▸ **TAREA**
Sigue escribiendo el texto sobre el gobierno y la violencia a partir de su última frase.

▸ **FRAGMENTO DEL TEXTO**
──────
Yo no digo, ni quiero ni puedo decir que los hombres de gobierno, todos los hombres de gobierno, sean personas deshonestas y malvadas, porque ni debo ni quiero dividir a la humanidad en dos partes antagónicas: malos y buenos, gobernantes y gobernados. Por amor a mí mismo y a mi libertad, sentimiento mío, consubstancial con mi persona, declaro que no soy ni puedo ni quiero ser comunista, ni soy ni puedo ni quiero ser religioso, porque el comunismo exige, como la religión, que se crea en él y se viva y se obre de acuerdo con lo que ordenan sus códigos morales, y yo ni puedo ni quiero convertirme en voluntario esclavo; pero afirmo —lealtad obliga—, por haber convivido con algunos de ellos, que hay comunistas muy dignos y religiosos honorabilísimos. De modo que lo que digo es que el ejercicio del gobierno, del mando, seca el corazón, y que la costumbre de someter a otros contra su voluntad mella los mejores sentimientos humanos cuando no los descuaja. Por eso repito con frecuencia, haciendo sinónimas las palabras gobierno y dominio, que régimen de gobierno es igual a régimen de dominio, y que el ejercicio de dominar hombres, de imponerse a ellos, es perturbador tanto para los que dominan, que se convierten en entes pasivos de los regímenes que sirven, como para los dominados, a los que los dominadores transforman en cosas. Y si los convertidos en entes y los transformados en cosas perdieron sus atributos de hombría, no se hallan en condiciones de concertar con los demás hombres una convivencia armoniosa. El orgullo de los que se consideran superiores a los sometidos, su arrogancia, su altanería, su soberbia, les obliga a ser despóticos, atrabiliarios, irrespetuosos con sus prójimos, y siempre y en todas sus manifestaciones, violentos. Y la violencia separa, no une; enemista, no suelda voluntades.
Viendo actuar a los violentos, aunque no sea más que a la ligera, se comprenderá que la violencia no se manifiesta en la criatura humana más que cuando uno trata de imponer a otro su conducta o su creencia. De ese querer imponerse nace, por lógica, la reacción natural a sacudir el yugo, y cuando uno insiste en oprimir y el otro en no querer ser oprimido, se produce un choque: explota la violencia que podríamos llamar libertadora, para sacudir la que llamaremos opresora. Y eso sucede en los hogares chocando unos hermanos con otros, en la calle al rechazar la preponderancia que un amigo pretende tener sobre su amigo, y entre los pueblos cuando, como aves de rapiña, unos gobernantes tratan de apoderarse del territorio de otros o imponerles creencia o tributo. La insurrección de diez o de cien hombres se fundamenta éticamente en las mismas causas que la insurgencia de un oprimido contra su opresor.
──────
▸ **DATOS DADOS**
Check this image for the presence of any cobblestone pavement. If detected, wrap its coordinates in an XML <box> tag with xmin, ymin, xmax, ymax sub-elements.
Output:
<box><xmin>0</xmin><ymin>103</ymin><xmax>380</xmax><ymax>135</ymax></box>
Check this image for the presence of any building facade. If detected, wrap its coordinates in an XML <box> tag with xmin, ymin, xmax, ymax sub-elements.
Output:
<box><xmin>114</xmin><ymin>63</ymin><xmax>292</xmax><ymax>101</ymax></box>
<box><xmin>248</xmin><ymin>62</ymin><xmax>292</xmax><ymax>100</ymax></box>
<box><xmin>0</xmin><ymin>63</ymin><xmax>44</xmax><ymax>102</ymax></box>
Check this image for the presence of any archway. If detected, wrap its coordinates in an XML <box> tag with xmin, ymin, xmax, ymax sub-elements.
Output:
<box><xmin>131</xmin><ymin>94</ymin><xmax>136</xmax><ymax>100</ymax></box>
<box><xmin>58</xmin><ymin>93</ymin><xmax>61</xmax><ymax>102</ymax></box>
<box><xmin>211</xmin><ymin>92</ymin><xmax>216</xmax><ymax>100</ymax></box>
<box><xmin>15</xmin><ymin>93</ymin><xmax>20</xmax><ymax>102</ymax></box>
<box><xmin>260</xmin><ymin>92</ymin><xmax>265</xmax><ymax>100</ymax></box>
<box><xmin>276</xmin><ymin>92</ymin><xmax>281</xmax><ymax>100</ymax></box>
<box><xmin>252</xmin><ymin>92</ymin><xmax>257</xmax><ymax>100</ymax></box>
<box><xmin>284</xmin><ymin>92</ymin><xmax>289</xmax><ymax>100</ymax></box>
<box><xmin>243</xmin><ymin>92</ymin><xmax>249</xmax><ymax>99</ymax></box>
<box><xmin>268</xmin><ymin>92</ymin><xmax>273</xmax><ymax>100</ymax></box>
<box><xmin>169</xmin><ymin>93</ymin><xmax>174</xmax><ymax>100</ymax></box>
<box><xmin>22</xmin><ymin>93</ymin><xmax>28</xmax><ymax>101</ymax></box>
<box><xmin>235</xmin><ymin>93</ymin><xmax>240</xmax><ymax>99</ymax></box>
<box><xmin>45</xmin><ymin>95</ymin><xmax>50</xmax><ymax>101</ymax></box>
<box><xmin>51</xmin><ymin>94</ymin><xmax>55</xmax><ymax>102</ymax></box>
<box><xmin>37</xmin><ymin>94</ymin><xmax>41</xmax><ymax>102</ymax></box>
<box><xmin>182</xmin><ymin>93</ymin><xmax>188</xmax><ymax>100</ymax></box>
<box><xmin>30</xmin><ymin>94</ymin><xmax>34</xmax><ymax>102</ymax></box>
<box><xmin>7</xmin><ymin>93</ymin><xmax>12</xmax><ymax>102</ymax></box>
──────
▸ **RESPUESTA**
Cuando esa insurrección cunde y los insurreccionados ganan las calles con sus protestas y voceríos, los gobernantes llaman a los insurrectos gentualla, plebe, turba, sin tener en cuenta que esos indignos apelativos deberían ser ellos los que se los aplicasen, porque ellos fueron los que obligaron a los sometidos a ganar las calles, cansados ya de sumisiones y despojos. Y a eso es a lo que los socialistas llaman fenómenos sociales cuando ellos no ocupan el poder, e insurrección ilegal cuando son los gobernantes, que así son apreciadas las acciones según sean instigadores o sufridores de ajenas instigaciones, ya que en los vaivenes políticos unos sufren hoy las presiones e injusticias de otros, y éstos promueven mañana tumultos contra los que ayer los promovieron. En medio de esos vaivenes, sin apoyo, sufriéndolos a todos, se encuentran los llamados por unos y por otros gentualla cuando los amotinados no responden a sus fines políticos. Es decir, en medio de esos vendavales de odio, que desatan los hombres del poder o los que lo apetecen, sufriendo encontronazos, desprecios y ultrajes se hallan los hombres del trabajo, a los que todos hacen promesas y nadie cumple.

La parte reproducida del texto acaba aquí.